→ Task
Track down every line in the data below that contains the word "green", matching case exactly, and copy each of those lines.

→ Data in this exercise
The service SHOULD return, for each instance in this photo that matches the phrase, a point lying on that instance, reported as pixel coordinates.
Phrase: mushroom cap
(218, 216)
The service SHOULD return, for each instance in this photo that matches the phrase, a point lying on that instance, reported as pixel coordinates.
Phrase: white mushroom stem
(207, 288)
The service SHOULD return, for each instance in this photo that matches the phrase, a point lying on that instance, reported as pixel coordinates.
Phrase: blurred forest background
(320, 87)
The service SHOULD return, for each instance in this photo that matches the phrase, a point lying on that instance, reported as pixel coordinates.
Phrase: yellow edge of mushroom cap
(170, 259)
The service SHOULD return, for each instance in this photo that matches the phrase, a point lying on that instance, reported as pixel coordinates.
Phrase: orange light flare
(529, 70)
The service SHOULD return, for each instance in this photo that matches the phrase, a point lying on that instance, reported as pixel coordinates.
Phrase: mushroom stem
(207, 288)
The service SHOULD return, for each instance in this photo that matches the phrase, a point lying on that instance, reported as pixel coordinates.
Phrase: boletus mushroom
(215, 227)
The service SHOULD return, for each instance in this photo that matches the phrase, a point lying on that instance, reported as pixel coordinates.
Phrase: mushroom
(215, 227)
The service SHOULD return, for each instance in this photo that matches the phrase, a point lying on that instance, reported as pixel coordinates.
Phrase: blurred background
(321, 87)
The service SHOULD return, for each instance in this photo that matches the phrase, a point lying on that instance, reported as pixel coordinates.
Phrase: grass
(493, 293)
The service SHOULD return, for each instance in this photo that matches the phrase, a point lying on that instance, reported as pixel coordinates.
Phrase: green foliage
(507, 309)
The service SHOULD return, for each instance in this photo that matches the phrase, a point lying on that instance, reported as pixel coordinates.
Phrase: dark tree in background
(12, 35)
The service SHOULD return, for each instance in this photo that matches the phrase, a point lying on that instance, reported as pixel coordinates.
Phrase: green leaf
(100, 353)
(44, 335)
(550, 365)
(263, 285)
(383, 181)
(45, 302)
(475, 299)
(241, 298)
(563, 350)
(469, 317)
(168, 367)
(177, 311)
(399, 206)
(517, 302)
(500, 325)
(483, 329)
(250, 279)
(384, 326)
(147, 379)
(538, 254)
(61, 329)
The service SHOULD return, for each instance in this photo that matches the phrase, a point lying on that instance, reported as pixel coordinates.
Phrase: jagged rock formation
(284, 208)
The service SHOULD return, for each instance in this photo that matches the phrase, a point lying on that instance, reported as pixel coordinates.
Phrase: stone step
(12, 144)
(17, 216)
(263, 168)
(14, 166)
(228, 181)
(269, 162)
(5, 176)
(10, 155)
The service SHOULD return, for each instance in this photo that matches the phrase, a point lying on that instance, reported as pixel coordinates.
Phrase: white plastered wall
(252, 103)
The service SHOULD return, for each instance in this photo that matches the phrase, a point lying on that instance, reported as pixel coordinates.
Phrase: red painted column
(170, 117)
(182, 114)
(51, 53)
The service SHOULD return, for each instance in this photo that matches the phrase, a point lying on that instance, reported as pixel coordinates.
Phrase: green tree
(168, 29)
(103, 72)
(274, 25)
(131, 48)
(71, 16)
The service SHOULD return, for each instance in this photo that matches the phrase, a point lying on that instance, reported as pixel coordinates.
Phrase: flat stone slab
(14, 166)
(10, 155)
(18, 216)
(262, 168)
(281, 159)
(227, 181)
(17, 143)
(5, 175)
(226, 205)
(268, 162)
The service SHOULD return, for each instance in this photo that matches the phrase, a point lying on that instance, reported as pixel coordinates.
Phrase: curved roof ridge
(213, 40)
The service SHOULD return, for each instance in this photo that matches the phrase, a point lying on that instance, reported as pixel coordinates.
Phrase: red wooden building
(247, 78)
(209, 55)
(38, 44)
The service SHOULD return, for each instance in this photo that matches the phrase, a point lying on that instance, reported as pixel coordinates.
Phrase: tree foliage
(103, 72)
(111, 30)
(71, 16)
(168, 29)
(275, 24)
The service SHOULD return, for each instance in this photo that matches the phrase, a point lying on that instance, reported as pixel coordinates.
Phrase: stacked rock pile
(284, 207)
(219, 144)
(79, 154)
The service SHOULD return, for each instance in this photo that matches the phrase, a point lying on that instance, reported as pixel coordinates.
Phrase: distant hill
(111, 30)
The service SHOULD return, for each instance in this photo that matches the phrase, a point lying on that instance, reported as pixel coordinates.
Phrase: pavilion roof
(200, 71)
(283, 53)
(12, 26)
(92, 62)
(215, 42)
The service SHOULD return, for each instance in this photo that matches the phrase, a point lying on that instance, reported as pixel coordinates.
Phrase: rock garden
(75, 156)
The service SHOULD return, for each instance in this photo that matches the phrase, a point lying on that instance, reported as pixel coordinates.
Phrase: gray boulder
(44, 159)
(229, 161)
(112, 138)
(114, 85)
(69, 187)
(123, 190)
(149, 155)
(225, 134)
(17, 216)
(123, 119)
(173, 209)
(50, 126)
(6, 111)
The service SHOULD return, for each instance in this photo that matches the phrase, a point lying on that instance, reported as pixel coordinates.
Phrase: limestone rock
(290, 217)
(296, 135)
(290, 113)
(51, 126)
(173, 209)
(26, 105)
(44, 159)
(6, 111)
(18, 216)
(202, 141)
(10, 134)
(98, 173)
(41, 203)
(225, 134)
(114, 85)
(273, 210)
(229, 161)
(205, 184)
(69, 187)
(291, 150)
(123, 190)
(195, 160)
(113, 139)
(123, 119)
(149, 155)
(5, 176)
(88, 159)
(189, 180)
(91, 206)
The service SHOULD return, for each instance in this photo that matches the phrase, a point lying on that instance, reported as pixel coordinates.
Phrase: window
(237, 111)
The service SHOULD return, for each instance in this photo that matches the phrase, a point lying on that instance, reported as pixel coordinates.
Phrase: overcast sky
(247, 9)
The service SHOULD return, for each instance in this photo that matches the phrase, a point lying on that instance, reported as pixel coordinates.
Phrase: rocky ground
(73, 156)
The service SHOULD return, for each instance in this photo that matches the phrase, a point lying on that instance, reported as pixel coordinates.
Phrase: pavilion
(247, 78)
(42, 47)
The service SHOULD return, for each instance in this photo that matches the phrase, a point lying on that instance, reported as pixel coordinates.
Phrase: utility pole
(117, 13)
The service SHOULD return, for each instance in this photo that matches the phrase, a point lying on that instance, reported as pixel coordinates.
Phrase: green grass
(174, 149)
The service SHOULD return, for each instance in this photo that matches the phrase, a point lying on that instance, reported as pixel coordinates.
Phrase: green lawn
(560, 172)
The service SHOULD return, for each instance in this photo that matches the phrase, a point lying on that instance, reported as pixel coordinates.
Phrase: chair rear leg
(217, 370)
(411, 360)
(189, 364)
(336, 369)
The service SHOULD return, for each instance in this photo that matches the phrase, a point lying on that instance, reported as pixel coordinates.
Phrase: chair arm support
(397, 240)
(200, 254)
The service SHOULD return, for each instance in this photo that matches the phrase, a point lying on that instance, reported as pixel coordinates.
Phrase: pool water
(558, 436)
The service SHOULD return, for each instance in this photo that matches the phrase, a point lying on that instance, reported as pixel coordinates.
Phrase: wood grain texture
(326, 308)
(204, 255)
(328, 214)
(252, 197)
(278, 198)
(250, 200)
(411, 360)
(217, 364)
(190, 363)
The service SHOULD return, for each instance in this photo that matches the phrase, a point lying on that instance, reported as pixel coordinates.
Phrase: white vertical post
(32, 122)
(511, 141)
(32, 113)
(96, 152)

→ Answer for this exercise
Phrase: green foliage
Phrase: green leaf
Phrase: green tree
Phrase: green grass
Phrase: green lawn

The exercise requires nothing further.